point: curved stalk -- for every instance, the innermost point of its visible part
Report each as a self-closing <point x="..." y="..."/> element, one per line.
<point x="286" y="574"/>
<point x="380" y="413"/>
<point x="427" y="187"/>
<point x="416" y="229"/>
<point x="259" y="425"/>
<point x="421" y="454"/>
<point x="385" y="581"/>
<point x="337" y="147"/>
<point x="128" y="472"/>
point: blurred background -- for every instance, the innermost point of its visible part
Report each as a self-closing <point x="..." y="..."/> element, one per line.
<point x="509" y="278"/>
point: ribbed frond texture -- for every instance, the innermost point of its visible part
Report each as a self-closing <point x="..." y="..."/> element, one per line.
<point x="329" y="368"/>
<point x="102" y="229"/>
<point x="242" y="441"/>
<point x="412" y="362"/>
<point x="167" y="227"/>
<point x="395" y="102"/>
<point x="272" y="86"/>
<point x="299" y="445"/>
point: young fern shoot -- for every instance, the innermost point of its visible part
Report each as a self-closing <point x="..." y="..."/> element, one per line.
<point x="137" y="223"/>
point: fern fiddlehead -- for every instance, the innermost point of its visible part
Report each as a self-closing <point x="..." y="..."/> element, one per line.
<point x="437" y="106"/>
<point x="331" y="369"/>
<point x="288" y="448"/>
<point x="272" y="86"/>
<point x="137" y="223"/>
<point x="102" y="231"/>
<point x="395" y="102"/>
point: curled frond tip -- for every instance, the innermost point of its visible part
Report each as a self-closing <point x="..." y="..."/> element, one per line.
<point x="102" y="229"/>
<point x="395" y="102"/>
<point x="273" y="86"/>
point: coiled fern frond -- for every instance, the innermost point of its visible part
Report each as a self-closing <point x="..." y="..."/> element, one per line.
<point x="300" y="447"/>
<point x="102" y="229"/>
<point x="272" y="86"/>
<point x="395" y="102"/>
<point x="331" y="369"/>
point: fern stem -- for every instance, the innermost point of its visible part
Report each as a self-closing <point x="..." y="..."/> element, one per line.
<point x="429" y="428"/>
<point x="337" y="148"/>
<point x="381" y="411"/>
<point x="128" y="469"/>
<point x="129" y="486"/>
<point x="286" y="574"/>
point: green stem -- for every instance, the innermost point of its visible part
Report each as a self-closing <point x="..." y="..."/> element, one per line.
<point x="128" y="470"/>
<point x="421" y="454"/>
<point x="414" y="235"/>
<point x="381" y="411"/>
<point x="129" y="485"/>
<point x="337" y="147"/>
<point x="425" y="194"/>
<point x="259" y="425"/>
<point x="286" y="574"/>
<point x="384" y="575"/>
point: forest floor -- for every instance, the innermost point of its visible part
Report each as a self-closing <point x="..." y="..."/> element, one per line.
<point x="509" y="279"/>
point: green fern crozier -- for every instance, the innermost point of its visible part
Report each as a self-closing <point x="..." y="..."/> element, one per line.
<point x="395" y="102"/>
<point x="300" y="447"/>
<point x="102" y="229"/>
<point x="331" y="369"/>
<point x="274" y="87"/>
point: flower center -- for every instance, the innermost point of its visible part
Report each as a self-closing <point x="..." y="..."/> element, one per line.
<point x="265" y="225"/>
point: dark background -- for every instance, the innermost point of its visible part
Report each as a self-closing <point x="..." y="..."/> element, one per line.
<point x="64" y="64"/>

===============

WHAT THE TASK REQUIRES: The lines to quote run from the one containing "point: forest floor" through the final line of the material above; please give them exactly, both ends included, and nothing else.

SOLUTION TO THIS PROBLEM:
point: forest floor -- for every instance, the innermost point of its visible part
Report each as a self-closing <point x="..." y="..."/> element, one per line.
<point x="509" y="279"/>
point: green fern crozier -- for every instance, the innermost point of its visible part
Report each as a self-closing <point x="..." y="..."/> element, one per line.
<point x="395" y="102"/>
<point x="300" y="447"/>
<point x="102" y="229"/>
<point x="331" y="369"/>
<point x="274" y="87"/>
point: flower center -- for every instance, the innermost point of its visible part
Report each as a self-closing <point x="..." y="..."/> element, one per line.
<point x="265" y="225"/>
point: dark background -- for every instance, the innermost point of its visible part
Report each as a self-closing <point x="..." y="..."/> element, one per line.
<point x="64" y="64"/>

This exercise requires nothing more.